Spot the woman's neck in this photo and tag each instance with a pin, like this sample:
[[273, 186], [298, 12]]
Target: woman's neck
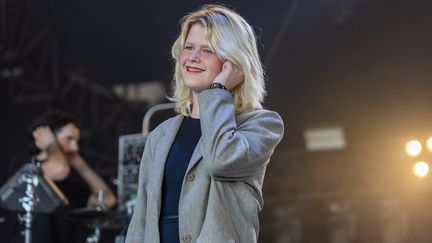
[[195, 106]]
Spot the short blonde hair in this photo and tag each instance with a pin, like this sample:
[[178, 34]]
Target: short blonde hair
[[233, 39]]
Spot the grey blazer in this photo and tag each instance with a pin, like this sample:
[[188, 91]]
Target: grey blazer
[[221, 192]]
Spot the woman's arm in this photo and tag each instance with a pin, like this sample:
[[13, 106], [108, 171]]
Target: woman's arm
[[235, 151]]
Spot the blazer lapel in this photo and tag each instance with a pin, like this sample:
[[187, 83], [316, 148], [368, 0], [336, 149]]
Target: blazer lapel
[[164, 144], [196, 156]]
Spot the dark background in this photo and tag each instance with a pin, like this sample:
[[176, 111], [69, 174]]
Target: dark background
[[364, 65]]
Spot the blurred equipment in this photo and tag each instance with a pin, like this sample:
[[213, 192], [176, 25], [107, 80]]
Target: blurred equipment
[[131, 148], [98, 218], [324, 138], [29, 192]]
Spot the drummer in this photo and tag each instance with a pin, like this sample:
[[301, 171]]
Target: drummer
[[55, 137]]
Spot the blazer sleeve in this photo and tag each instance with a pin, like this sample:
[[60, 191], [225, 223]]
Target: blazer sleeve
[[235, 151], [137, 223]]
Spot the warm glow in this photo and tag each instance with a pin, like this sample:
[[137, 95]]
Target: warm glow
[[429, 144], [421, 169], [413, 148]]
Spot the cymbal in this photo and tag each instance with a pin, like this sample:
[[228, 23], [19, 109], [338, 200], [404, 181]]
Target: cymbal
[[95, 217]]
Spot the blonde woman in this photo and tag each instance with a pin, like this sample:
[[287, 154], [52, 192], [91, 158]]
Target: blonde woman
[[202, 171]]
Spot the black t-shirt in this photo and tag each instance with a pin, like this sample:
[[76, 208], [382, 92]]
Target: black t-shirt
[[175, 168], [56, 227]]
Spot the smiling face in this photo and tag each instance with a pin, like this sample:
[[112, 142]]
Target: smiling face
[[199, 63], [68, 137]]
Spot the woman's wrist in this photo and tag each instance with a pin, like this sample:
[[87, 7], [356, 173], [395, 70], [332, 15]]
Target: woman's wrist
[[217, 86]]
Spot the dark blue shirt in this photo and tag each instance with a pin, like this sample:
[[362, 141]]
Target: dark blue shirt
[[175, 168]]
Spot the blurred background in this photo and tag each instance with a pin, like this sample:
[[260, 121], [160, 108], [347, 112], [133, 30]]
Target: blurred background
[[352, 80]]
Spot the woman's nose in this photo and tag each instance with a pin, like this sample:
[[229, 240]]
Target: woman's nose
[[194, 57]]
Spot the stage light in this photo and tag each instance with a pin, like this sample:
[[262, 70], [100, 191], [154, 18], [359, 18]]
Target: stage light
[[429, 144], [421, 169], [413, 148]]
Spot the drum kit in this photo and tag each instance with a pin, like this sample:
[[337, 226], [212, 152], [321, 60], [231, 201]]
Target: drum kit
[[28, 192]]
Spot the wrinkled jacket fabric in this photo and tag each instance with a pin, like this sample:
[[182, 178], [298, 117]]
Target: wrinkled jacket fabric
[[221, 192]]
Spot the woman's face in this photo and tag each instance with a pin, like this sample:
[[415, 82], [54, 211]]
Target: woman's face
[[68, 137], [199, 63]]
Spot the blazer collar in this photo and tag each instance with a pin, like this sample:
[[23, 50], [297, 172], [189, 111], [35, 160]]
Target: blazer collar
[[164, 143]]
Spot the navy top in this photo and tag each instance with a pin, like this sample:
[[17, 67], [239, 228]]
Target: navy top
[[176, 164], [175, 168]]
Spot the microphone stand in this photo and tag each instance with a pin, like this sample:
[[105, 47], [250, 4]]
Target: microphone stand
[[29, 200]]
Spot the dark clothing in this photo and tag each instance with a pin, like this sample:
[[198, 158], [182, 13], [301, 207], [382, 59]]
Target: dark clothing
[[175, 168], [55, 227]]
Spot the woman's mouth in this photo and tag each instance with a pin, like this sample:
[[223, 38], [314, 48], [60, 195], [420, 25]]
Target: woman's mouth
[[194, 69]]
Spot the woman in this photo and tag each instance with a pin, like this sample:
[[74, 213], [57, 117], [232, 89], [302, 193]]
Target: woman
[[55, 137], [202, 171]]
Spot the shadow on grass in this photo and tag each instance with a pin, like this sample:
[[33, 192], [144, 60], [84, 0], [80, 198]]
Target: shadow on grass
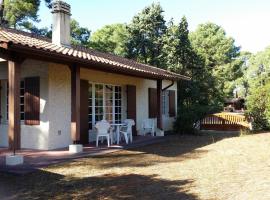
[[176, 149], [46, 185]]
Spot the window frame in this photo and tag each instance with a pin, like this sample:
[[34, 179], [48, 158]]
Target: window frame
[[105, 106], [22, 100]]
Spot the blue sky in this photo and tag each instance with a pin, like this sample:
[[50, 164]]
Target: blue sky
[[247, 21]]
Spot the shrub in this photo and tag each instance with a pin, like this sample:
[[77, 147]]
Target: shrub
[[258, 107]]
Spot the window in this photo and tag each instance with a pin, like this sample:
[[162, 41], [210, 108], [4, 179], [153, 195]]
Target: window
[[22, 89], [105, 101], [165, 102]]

● ● ● ● ● ● ●

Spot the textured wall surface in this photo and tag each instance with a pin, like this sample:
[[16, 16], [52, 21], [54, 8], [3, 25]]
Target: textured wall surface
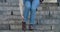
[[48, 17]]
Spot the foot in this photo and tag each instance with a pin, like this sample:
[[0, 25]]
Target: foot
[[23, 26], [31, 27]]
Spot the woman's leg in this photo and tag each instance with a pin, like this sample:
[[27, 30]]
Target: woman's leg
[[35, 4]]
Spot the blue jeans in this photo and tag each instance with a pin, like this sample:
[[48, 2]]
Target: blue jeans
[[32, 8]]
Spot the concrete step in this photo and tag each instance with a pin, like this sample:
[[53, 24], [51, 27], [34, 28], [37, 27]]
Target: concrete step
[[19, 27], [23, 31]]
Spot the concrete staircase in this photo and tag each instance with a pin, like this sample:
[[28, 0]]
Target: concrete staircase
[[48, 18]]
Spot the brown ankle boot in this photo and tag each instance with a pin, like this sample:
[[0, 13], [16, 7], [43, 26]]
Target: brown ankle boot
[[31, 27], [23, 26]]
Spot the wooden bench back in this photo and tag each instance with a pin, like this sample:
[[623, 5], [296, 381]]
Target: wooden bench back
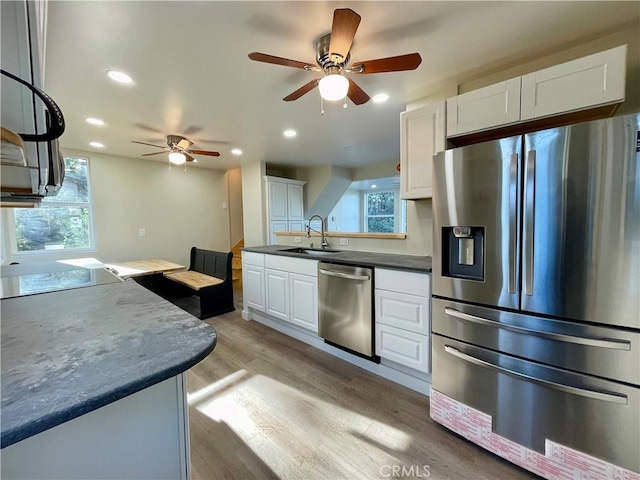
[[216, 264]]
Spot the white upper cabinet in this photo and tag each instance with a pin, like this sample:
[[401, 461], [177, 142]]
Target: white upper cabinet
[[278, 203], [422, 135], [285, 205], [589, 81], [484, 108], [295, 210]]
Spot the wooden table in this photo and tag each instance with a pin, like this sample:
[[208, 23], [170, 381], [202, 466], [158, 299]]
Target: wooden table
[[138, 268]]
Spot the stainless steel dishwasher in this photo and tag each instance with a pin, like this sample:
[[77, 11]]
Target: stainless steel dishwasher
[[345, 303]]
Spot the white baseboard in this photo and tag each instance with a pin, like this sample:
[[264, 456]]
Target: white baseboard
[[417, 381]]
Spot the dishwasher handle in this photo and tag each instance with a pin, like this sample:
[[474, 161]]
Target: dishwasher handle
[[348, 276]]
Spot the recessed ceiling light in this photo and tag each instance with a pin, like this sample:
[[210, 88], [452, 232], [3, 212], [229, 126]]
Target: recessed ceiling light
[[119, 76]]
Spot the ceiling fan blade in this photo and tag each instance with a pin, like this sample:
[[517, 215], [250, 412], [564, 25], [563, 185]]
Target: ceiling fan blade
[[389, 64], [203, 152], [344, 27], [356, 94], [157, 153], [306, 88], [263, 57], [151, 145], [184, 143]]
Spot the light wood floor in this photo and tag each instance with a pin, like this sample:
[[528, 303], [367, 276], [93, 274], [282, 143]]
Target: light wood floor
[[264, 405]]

● ● ● ● ● ● ●

- Instructions to follow -
Please rewrite the lines from the one containing "Spot the blazer collar" through the one containing "[[175, 168], [55, 227]]", both included, and scale every pin coordinate in the answers by 1.25, rounding each to a whole number with halves going up. Reproduce all other text and numbers unchanged.

- Task response -
Spot the blazer collar in this photo and tag each instance with a pin, like this sample:
[[23, 50], [297, 172], [189, 111], [35, 160]]
Target: blazer collar
[[205, 179]]
Spot the navy top in this photo and tag each instance with a pin, like this sample:
[[17, 67], [239, 228]]
Target: navy top
[[220, 205], [219, 210]]
Spot the microphone stand in this photo and tag each instance with a pin, like this sample:
[[105, 47], [250, 4]]
Target: microphone stand
[[36, 250]]
Spot the dark clothing in this photo and tag each instance with a pin, like this sample:
[[198, 158], [182, 13], [301, 207], [382, 59]]
Target: dark clothing
[[219, 210], [69, 284]]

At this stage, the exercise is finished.